> [WHAT IS REQUIRED]:
Rewrite every line of the records below as a numbered list, omitting any blank lines.

> [RECORD SET]:
* Start *
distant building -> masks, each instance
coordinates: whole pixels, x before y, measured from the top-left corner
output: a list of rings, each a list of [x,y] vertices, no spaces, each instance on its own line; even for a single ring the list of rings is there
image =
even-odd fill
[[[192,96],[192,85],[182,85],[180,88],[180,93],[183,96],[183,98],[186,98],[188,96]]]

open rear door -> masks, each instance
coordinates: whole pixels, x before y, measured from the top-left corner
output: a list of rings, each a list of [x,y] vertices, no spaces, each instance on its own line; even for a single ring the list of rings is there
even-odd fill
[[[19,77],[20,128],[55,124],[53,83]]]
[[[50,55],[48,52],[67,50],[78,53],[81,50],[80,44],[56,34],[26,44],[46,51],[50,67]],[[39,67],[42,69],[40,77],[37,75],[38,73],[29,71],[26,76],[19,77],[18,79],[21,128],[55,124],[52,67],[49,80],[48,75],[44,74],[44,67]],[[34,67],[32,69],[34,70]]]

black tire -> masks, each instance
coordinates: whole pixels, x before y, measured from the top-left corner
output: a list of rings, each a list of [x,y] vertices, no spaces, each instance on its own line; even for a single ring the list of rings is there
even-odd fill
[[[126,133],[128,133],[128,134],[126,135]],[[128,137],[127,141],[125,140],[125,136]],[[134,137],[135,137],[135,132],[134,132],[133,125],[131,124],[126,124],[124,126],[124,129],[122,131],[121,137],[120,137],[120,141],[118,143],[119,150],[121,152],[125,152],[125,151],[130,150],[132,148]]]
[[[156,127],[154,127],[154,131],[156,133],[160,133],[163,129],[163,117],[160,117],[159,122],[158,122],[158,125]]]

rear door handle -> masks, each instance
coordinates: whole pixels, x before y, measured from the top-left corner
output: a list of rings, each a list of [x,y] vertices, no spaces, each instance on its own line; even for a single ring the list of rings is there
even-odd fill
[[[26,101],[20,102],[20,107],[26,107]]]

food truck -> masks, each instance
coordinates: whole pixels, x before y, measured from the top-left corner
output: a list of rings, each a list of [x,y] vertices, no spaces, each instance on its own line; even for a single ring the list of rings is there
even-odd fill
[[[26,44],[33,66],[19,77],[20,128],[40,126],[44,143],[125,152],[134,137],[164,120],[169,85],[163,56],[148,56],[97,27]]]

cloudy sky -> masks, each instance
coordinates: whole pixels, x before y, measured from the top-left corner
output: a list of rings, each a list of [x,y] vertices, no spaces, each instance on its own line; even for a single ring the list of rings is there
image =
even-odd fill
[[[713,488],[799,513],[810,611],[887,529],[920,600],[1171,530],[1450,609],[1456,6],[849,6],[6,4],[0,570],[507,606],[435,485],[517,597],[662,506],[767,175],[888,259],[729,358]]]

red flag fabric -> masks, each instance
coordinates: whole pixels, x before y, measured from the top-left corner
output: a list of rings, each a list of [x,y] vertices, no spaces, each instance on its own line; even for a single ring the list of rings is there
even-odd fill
* End *
> [SOLUTION]:
1. distant building -> masks, each instance
2. coordinates: whole pixels, x before y, measured from the top-left corner
3. output: a list of rings, each a list of [x,y] vertices, no spaces, each instance on its own line; even for a single ring the list of rings is there
4. image =
5. even-odd fill
6. [[[192,96],[192,85],[182,85],[180,88],[180,93],[183,96],[183,98],[186,98],[188,96]]]
7. open rear door -> masks, each instance
8. coordinates: whole pixels, x before y, measured from the top-left corner
9. output: a list of rings, each a list of [x,y] vertices, no spaces, each instance on its own line; even for a single ring the list of rings is there
10. even-odd fill
11. [[[19,77],[20,128],[55,124],[53,83]]]
12. [[[50,55],[48,52],[67,50],[78,53],[81,50],[80,44],[56,34],[26,44],[46,51],[50,67]],[[39,67],[42,69],[40,77],[37,75],[38,73],[29,71],[26,76],[19,77],[18,79],[21,128],[55,124],[52,67],[49,80],[48,75],[44,74],[44,67]],[[34,67],[32,69],[34,70]]]
13. black tire -> masks, each instance
14. coordinates: whole pixels, x before y, measured from the top-left corner
15. output: a list of rings, each a list of [x,y] vertices, no spaces, each instance on its own line; even for a single ring the list of rings is there
16. even-odd fill
17. [[[126,133],[128,133],[128,134],[126,135]],[[128,137],[127,141],[125,140],[125,136]],[[134,137],[135,137],[135,132],[134,132],[133,125],[131,124],[126,124],[124,126],[124,129],[122,131],[121,137],[120,137],[120,141],[118,143],[119,150],[121,152],[125,152],[125,151],[130,150],[132,148]]]
18. [[[156,127],[154,127],[154,131],[156,133],[160,133],[163,129],[163,117],[160,117],[159,122],[158,122],[158,125]]]
19. rear door handle -> masks, each instance
20. coordinates: whole pixels, x before y, measured from the top-left corner
21. output: a list of rings, each a list of [x,y] vertices, no spaces, each instance on its own line; even for a single ring the list of rings is there
22. even-odd fill
23. [[[26,101],[20,102],[20,107],[26,107]]]
24. food truck -> masks, each instance
25. coordinates: whole pixels, x before y, measured from the top-left corner
26. output: a list of rings, each a list of [x,y] vertices, no spaces, each instance on its own line; even for a single ring the list of rings is there
27. even-odd fill
28. [[[26,44],[33,66],[19,77],[20,128],[40,126],[44,143],[125,152],[134,137],[164,120],[169,85],[163,56],[148,56],[97,27]]]
29. cloudy sky -> masks, each instance
30. coordinates: whole pixels, x before y, measured from the top-left corner
31. output: a list of rings, each a list of [x,y] vertices, no spaces, each instance on its own line; even for a single ring the list of rings is there
32. image =
33. even-odd fill
34. [[[713,488],[799,513],[810,611],[887,529],[920,600],[1171,530],[1450,609],[1456,6],[849,6],[6,4],[0,570],[507,606],[435,485],[517,597],[662,506],[767,175],[888,259],[729,358]]]
35. red flag fabric -> masks, each instance
36. coordinates: whole pixels, x before y, measured from the top-left corner
37. output: a list of rings, each a list of [x,y] vertices, no spaces, each instance on its own line; even for a single ring the list of rings is there
38. even-odd fill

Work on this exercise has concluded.